'''
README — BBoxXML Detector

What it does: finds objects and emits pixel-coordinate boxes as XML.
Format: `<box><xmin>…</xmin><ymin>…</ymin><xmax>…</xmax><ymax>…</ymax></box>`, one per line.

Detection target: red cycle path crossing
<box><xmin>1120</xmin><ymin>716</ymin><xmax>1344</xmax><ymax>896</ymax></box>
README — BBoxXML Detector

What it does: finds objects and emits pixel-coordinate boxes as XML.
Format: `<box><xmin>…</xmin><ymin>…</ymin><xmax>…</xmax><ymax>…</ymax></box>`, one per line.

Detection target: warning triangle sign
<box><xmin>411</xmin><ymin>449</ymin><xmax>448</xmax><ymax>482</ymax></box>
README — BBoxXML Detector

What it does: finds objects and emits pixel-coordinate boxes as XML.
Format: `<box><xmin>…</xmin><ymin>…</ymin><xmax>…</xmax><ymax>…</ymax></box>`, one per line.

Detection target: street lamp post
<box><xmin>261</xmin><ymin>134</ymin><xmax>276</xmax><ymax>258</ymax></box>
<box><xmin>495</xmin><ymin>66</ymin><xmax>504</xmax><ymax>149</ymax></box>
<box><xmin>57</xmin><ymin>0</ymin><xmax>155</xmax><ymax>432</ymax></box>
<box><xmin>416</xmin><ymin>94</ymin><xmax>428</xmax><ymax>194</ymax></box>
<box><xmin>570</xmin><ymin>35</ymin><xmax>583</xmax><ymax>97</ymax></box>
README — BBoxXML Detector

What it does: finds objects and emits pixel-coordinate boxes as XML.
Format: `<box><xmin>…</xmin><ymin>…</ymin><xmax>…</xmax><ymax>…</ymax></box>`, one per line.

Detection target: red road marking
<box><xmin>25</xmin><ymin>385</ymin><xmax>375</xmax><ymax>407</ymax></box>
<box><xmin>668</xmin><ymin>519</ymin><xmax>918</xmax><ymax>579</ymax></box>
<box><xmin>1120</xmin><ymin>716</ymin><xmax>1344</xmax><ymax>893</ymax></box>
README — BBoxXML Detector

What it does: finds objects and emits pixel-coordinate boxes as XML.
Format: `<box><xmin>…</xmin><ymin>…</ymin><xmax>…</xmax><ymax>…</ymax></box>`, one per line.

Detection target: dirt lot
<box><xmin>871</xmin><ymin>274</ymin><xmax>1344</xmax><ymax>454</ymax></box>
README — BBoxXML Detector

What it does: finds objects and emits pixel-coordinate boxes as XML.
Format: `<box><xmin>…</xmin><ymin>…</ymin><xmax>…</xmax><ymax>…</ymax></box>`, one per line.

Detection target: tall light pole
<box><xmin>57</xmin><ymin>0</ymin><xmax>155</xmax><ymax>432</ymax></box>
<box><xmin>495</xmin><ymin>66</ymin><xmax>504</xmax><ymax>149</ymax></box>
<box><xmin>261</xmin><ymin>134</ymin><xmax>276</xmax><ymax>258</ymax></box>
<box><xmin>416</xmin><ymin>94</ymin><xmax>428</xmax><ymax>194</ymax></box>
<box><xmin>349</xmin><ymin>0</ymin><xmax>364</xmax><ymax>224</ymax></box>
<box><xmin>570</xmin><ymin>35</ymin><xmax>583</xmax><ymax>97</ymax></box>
'''
Required work: How many lines in the rows above contain the string "target"? Matching is case-sensitive. Reply with the number only.

Exercise solution: 6